* RECORDED DATA
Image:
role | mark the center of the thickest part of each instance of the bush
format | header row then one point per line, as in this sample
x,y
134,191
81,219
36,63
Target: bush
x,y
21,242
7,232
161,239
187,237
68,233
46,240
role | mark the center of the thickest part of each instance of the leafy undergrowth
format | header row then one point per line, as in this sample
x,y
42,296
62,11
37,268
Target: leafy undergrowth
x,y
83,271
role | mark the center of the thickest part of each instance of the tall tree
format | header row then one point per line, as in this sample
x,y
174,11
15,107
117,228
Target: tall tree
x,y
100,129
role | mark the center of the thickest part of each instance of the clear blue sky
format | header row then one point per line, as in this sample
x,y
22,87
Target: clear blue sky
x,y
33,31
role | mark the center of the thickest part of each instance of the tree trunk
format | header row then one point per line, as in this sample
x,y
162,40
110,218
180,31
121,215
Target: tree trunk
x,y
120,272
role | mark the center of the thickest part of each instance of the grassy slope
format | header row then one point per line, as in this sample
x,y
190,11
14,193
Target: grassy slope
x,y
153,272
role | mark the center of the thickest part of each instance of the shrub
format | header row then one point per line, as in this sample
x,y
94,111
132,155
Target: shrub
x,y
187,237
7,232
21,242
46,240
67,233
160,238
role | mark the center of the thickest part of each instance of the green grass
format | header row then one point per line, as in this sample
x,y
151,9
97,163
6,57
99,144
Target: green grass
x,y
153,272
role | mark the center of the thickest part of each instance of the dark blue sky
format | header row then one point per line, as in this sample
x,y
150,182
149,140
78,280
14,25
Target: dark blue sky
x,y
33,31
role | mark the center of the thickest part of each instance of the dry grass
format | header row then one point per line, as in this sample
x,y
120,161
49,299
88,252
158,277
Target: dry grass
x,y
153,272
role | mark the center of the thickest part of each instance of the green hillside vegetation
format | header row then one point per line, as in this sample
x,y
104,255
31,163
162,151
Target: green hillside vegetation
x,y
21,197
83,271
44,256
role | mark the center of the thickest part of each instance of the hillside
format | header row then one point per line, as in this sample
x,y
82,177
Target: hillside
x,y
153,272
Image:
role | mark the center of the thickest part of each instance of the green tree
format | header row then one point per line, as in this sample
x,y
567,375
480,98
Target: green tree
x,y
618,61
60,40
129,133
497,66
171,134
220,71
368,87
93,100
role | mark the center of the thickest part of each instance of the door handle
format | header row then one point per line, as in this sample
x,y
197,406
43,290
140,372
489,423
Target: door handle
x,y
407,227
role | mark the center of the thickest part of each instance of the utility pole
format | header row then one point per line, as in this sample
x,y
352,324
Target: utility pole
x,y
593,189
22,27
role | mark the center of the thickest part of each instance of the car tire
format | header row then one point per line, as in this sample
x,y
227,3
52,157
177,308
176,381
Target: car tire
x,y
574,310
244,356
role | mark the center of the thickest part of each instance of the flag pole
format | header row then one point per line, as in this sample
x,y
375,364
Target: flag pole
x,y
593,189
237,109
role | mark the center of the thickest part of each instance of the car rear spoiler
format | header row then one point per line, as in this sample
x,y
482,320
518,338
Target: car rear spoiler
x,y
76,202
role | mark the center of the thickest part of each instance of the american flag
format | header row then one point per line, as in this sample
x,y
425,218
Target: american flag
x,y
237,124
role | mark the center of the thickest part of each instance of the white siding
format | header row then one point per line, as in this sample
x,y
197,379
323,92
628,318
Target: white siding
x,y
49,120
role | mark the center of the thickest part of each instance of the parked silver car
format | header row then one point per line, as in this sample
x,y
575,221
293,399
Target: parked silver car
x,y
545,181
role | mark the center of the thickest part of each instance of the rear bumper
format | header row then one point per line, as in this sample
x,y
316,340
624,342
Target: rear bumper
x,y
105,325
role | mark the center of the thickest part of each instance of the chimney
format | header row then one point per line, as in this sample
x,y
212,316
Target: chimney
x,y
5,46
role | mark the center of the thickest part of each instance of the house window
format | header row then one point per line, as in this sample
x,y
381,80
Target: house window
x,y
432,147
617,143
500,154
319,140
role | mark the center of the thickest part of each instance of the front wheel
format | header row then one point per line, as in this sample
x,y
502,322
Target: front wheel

* TASK BRIEF
Return every line of the listing above, unchanged and in its original order.

* COMPLETE RESPONSE
Image:
role | mark the center of the thickest part of each instance of the bush
format | header row then one point per line, as in this sample
x,y
134,191
81,219
36,63
Target: bush
x,y
21,242
7,232
161,239
187,237
68,233
46,240
role | mark the center of the thickest part of each instance of the leafy undergrowth
format | header row then one point per line, as in this sample
x,y
42,296
62,11
37,268
Target: leafy undergrowth
x,y
83,271
role | mark the center of the thickest part of each instance of the tall tree
format | header row then one point per line, as in this sample
x,y
174,11
15,107
117,228
Target: tall tree
x,y
100,129
role | mark the center of the thickest part of each instance of the clear blue sky
format | header row then one point per line, as in this sample
x,y
22,87
Target: clear blue sky
x,y
33,31
role | mark the center of the thickest part of each instance of the tree trunk
format | header row then one point per line, as in this sample
x,y
162,40
110,218
180,31
121,215
Target: tree trunk
x,y
120,272
role | mark the center of the thickest part of each instance of the grassy slope
format | header row then one point per line, as in this sample
x,y
190,11
14,193
Target: grassy slope
x,y
153,272
role | mark the center of the thickest part of each instance of the shrub
format | header row then one point per line, as in this sample
x,y
94,111
132,155
Target: shrub
x,y
187,237
7,232
21,242
46,240
67,233
160,238
role | mark the center of the thickest part of each instance of the green grass
format | header row then one point per line, as in this sample
x,y
151,9
97,163
6,57
99,144
Target: green grass
x,y
153,272
role | mark the center of the thickest part of each instance of the dark blue sky
format | header row then one point per line, as in this sample
x,y
150,182
149,140
78,280
14,25
Target: dark blue sky
x,y
33,31
role | mark the center of the thickest part of each instance of the dry grass
format | header row then one point per line, as in this sample
x,y
120,161
49,299
88,252
158,277
Target: dry grass
x,y
153,272
role | mark the center of the thickest part of each instance of the green hillside vegetation
format | header row then one point per line, as in this sample
x,y
104,255
31,163
162,151
Target: green hillside vegetation
x,y
21,197
83,271
44,256
role | mark the center of the thickest part of each instance of the hillside
format | header row then one point per line, as in this sample
x,y
82,177
Target: hillside
x,y
153,272
Image:
role | mark the center of the thickest part of each instance of the green tree
format | header row then one point per line, as in this sample
x,y
567,375
480,98
Target: green tree
x,y
618,61
60,40
129,133
497,66
171,134
220,71
368,87
93,100
role | mark the center of the thickest part of each instance of the door handle
format | header row then one point per line, as in this sample
x,y
197,406
43,290
140,372
489,423
Target: door handle
x,y
407,227
role | mark the center of the thickest part of each instance of the utility pole
format | header row then one point per line, as in this sample
x,y
352,324
Target: utility pole
x,y
593,189
22,27
role | mark the center of the thickest part of each instance of the car tire
format | header row then one point per line, as in this sample
x,y
227,3
52,157
177,308
176,381
Target: car tire
x,y
574,310
244,356
role | mark the center of the thickest part of each instance of the flag pole
format | header row then one point per line, as in this sample
x,y
375,364
Target: flag pole
x,y
593,189
237,109
role | mark the center of the thickest part of each instance of the car rear spoiler
format | header row then one point per line, as in this sample
x,y
482,320
518,338
Target: car rear spoiler
x,y
76,202
role | mark the center of the thickest part of each instance of the american flag
format | header row then one point per line, as in this sample
x,y
425,218
Target: american flag
x,y
237,124
role | mark the center of the thickest part of each instance of the white siding
format | header row then one point per line, as in this sample
x,y
197,379
323,92
628,318
Target: white siding
x,y
49,120
role | mark the center of the thickest part of each instance of the parked silver car
format | header row then one point per line, as in this sample
x,y
575,221
293,399
Target: parked silver car
x,y
545,181
role | mark the center of the thickest part of each instance of the rear bumper
format | header row then one point per line, as in this sample
x,y
316,340
624,342
Target: rear bumper
x,y
105,325
role | mark the center of the thickest part of each instance of the chimney
format | header row then one point per line, as in this sample
x,y
212,316
Target: chimney
x,y
5,46
role | mark the center of the thickest part of each instance of the house window
format | header row then one point per line, as in this sample
x,y
381,80
Target: house window
x,y
432,147
617,143
500,154
319,140
role | mark the center of the thickest part of each instance of the front wheel
format | header row then one point per line, as in this sample
x,y
502,322
Target: front wheel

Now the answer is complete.